Given entries
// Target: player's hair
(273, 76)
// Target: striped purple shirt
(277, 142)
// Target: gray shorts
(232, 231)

Stated goal
Repeat every line of the records above verbatim, without changing anything.

Problem solution
// Target: player's hair
(273, 76)
// Target: striped purple shirt
(277, 142)
// Target: gray shorts
(232, 231)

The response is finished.